▶ _What needs to be done_: Would you write out the lines from the one containing "Query: green hill" to the end of the records below, exactly and in full, please?

▶ _Input data_:
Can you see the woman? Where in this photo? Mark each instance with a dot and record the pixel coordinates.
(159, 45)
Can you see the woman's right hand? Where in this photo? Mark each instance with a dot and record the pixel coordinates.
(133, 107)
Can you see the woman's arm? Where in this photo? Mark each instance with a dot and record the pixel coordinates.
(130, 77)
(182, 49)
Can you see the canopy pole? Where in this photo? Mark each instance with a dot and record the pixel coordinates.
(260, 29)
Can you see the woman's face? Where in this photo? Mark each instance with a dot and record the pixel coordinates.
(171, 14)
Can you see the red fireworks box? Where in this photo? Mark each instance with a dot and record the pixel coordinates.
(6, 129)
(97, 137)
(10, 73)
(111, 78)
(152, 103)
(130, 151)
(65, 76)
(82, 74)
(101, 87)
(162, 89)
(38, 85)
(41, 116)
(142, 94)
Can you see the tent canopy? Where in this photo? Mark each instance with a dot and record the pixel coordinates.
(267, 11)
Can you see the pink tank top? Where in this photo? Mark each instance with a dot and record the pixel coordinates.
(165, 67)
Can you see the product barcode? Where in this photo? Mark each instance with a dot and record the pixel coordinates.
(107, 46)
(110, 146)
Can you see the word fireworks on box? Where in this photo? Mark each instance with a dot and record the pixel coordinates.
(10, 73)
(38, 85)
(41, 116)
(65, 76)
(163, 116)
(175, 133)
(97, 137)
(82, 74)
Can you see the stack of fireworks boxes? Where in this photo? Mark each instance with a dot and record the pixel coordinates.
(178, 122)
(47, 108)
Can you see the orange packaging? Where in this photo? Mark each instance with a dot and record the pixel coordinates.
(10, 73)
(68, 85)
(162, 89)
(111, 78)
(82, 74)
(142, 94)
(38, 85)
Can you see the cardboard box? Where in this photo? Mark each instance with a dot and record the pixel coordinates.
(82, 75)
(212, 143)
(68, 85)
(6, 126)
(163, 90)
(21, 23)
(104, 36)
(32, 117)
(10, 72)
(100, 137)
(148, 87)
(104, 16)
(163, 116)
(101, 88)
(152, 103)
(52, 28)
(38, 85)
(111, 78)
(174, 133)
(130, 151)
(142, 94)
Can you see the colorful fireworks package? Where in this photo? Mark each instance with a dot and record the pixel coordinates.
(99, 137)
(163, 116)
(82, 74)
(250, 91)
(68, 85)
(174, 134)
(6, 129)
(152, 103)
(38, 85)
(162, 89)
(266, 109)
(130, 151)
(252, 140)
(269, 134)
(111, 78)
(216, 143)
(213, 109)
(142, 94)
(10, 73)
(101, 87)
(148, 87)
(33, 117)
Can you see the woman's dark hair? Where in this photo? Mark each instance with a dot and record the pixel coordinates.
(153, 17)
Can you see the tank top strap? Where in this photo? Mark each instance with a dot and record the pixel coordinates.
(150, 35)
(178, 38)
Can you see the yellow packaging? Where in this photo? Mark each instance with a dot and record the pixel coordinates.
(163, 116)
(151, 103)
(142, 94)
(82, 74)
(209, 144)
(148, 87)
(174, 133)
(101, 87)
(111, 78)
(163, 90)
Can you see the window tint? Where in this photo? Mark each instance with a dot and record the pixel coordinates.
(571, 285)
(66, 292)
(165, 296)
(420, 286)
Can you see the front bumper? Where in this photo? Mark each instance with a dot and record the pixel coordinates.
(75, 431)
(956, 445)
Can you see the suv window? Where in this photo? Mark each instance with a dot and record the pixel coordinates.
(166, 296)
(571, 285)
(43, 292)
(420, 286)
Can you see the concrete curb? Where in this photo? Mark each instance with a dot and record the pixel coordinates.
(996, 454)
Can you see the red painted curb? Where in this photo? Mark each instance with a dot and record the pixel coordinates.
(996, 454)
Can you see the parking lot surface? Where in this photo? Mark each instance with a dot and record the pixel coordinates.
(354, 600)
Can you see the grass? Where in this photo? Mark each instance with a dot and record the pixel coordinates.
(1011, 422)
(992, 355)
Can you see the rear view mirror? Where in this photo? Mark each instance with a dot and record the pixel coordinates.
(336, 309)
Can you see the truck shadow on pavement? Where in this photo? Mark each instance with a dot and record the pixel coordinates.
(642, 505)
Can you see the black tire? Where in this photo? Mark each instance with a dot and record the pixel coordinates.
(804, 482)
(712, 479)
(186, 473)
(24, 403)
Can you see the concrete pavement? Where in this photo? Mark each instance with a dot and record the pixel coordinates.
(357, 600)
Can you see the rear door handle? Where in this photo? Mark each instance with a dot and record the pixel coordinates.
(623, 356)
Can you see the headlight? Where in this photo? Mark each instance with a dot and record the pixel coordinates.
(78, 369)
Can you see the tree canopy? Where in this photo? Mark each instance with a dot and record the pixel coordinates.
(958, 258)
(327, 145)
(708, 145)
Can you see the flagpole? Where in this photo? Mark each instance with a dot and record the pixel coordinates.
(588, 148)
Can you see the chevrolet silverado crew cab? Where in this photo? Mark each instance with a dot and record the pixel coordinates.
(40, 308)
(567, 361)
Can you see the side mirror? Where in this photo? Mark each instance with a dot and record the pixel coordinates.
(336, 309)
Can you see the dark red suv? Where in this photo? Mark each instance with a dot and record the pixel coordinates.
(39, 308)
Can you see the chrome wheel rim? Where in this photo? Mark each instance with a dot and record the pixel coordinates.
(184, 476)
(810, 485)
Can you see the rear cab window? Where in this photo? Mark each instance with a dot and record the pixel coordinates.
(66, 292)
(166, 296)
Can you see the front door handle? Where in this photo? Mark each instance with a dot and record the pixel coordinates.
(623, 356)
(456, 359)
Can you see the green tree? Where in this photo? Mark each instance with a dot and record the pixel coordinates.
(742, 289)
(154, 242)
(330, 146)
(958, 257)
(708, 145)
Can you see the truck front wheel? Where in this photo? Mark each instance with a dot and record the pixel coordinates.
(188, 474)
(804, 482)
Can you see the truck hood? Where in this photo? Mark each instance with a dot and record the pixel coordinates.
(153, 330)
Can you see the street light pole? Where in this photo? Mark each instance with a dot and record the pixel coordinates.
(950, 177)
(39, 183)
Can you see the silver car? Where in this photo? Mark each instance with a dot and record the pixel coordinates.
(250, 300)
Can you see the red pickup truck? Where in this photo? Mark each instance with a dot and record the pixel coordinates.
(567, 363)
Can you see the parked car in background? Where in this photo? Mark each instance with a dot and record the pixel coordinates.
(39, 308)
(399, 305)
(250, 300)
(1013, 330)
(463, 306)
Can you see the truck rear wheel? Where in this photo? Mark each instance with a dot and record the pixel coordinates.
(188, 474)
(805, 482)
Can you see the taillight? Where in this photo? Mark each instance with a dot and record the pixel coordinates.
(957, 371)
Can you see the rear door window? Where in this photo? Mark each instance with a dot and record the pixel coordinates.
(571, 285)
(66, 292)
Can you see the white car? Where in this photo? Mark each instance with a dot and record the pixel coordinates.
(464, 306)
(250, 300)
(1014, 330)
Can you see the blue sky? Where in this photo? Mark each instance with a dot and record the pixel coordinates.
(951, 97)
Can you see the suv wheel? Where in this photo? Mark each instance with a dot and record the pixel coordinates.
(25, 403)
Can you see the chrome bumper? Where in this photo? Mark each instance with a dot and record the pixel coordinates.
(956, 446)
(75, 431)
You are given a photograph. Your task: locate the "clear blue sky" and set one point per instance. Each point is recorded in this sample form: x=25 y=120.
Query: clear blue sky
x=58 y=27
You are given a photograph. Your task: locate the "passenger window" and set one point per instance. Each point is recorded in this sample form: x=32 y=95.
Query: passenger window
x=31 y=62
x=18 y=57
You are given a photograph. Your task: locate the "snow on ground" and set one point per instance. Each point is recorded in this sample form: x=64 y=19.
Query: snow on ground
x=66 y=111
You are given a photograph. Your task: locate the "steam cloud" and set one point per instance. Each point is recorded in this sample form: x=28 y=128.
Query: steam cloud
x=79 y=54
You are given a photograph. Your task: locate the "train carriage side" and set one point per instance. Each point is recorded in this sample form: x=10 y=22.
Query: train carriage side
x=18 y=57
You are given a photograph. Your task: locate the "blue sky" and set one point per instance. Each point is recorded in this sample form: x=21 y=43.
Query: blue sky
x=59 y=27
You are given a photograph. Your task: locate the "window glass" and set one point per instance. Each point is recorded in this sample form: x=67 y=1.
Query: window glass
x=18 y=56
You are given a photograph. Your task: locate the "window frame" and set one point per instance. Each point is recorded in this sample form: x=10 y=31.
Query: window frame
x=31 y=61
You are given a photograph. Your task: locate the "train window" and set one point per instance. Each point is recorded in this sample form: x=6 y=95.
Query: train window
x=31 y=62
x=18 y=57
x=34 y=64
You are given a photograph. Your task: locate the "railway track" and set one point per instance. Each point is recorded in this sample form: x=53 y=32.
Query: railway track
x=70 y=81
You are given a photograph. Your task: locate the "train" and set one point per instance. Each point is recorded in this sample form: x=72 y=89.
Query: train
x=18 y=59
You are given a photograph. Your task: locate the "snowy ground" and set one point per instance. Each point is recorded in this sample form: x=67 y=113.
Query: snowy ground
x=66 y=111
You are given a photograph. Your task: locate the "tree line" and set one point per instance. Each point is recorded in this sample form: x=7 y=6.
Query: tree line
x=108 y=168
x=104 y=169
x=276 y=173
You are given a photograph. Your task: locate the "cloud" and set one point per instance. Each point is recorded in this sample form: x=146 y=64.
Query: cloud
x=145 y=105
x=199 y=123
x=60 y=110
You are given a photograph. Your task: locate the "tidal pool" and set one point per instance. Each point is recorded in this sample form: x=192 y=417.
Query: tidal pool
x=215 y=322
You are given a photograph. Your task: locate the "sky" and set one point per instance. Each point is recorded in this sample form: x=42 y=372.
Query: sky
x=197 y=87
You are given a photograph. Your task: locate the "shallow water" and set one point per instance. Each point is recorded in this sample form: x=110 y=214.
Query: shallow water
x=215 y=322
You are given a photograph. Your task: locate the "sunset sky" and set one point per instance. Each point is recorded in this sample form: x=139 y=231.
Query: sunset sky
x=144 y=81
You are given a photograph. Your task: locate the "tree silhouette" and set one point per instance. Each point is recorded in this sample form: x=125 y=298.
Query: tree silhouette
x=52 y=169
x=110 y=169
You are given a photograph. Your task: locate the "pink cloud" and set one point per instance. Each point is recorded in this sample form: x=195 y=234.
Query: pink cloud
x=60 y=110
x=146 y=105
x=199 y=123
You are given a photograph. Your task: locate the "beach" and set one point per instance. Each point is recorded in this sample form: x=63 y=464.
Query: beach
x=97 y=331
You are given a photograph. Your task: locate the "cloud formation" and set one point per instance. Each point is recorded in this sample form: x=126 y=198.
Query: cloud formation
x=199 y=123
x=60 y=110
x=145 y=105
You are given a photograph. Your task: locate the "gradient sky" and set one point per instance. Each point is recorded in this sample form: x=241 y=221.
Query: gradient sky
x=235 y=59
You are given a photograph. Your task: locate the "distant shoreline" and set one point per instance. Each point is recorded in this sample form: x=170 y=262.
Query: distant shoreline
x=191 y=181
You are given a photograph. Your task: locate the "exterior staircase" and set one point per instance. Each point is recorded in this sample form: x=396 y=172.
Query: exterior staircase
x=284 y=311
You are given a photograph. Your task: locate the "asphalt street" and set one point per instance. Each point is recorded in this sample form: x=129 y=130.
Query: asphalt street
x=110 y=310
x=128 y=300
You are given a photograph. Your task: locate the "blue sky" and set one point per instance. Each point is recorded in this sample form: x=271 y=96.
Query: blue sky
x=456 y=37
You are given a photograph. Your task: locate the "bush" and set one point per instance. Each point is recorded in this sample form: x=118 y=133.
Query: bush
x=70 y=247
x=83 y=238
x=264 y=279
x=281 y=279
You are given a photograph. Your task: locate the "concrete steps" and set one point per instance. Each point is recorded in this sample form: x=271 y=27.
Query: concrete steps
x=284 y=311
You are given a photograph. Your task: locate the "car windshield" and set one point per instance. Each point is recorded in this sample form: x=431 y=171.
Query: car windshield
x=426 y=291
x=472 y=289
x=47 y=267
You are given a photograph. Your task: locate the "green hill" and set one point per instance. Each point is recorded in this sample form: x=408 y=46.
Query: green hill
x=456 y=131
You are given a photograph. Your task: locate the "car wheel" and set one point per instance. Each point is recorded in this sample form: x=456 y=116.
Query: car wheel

▶ _Reply to the task_:
Query: green hill
x=456 y=131
You are given a photograph. Your task: locate the "car wheel" and set one point per instance. Each point is recorded in this sample form: x=456 y=116.
Query: car wheel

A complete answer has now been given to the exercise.